[Position annotation records]

□ □ □ □ □ □ □

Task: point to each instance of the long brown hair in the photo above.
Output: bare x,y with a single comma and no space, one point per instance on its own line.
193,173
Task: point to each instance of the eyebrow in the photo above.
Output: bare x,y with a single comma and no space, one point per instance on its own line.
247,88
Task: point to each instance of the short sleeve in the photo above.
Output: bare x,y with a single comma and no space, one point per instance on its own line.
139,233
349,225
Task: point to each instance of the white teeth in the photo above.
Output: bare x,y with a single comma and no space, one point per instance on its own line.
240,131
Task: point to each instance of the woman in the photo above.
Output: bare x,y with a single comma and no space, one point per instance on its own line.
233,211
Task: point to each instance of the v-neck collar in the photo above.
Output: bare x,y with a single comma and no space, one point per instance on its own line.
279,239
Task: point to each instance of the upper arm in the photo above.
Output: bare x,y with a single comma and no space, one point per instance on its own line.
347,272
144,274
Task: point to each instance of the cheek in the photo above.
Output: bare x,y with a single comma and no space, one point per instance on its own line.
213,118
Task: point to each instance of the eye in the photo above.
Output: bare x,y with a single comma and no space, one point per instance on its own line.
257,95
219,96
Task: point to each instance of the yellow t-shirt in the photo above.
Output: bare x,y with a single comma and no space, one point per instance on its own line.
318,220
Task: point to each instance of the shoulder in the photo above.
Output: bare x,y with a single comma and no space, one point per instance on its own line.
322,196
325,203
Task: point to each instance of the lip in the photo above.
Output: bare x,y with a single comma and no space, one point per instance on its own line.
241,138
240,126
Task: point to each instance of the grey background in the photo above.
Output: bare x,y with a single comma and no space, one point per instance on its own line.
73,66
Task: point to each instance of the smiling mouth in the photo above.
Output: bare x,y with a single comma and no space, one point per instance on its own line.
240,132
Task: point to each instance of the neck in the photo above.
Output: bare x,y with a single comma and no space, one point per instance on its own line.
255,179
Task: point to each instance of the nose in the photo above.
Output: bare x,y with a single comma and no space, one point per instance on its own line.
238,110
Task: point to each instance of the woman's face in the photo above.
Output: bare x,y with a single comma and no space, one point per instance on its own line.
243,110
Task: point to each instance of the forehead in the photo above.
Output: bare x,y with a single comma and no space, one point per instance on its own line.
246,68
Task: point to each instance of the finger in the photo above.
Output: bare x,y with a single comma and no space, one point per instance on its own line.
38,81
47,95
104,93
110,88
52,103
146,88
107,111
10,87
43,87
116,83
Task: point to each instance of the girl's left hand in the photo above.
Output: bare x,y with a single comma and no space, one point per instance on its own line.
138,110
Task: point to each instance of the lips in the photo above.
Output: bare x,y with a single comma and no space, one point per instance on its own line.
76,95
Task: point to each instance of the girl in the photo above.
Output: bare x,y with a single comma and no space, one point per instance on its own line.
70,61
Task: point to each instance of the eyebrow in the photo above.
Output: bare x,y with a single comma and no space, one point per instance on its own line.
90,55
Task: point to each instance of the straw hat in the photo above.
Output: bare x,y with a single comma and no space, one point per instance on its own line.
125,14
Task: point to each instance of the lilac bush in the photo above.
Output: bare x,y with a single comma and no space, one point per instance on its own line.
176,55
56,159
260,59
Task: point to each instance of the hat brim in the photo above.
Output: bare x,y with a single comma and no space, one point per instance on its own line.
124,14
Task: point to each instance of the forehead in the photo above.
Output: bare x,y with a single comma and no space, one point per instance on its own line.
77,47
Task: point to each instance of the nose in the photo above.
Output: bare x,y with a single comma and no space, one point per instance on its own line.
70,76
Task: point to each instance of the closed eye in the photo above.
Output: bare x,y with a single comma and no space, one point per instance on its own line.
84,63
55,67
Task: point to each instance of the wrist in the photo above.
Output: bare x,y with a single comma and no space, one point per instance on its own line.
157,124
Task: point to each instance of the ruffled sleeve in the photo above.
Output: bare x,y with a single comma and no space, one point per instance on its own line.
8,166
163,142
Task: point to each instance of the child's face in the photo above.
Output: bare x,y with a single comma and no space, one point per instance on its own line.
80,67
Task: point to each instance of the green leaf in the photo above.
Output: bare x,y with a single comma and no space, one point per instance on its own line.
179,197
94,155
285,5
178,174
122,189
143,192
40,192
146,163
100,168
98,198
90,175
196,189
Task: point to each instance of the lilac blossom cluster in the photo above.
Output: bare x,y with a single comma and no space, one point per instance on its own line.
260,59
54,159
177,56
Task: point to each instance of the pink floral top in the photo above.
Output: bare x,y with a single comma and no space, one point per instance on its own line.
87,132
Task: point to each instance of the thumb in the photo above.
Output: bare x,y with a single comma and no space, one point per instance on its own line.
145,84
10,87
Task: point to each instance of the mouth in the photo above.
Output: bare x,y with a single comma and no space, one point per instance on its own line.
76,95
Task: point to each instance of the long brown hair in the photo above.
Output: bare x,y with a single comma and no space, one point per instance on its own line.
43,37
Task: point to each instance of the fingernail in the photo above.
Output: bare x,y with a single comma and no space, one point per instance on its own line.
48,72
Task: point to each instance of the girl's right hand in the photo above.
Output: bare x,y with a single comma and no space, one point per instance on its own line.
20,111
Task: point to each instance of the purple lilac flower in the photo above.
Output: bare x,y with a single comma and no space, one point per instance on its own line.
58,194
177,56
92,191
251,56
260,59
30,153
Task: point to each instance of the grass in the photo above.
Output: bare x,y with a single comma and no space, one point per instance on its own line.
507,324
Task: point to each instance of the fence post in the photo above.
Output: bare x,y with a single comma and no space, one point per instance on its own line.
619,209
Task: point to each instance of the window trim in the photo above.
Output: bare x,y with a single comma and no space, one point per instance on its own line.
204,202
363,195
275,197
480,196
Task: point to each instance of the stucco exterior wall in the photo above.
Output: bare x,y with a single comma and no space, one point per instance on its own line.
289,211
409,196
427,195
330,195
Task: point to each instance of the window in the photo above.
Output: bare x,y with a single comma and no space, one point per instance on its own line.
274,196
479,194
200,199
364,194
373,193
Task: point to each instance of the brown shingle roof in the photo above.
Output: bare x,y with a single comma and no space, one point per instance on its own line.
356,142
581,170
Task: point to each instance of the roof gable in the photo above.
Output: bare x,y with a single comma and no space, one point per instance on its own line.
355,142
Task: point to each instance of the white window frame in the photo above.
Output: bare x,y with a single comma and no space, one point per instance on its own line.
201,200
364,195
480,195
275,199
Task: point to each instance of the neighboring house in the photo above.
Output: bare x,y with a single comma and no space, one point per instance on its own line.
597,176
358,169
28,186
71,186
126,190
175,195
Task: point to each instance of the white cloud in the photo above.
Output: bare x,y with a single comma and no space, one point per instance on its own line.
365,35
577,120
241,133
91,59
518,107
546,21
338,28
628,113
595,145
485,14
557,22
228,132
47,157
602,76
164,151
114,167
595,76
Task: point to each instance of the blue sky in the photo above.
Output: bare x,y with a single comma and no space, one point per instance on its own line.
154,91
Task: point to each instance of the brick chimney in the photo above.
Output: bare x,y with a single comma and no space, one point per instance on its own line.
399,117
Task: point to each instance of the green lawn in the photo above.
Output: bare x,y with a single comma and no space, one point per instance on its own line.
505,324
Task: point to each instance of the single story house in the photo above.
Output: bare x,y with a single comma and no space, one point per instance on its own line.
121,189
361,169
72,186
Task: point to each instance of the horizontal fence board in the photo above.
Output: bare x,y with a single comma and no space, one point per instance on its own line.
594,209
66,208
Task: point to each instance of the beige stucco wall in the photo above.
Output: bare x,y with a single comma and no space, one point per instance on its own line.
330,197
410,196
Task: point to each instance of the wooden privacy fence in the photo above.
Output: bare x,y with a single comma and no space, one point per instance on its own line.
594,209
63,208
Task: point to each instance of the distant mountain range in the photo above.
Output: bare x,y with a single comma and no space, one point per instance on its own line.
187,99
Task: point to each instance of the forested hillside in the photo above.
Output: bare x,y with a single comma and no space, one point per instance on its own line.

□ □ □ □ □ □ □

Repeat only what runs from the line holding "Task: point to each instance of the wooden" to the end of the data, keeping every line exactly as written, first and last included.

Task: point to each instance of the wooden privacy fence in the photo above.
Output: bare x,y with a single comma and no space, one point per instance on its own line.
594,209
63,208
Task: point to each instance of the distant mountain range in the photo above.
Output: bare x,y with a single comma and no space, one point per instance on its own line.
187,99
Task: point to each instance of the forested hillside in the photo above.
Output: bare x,y with a single comma and no space, one point per instance on its own line.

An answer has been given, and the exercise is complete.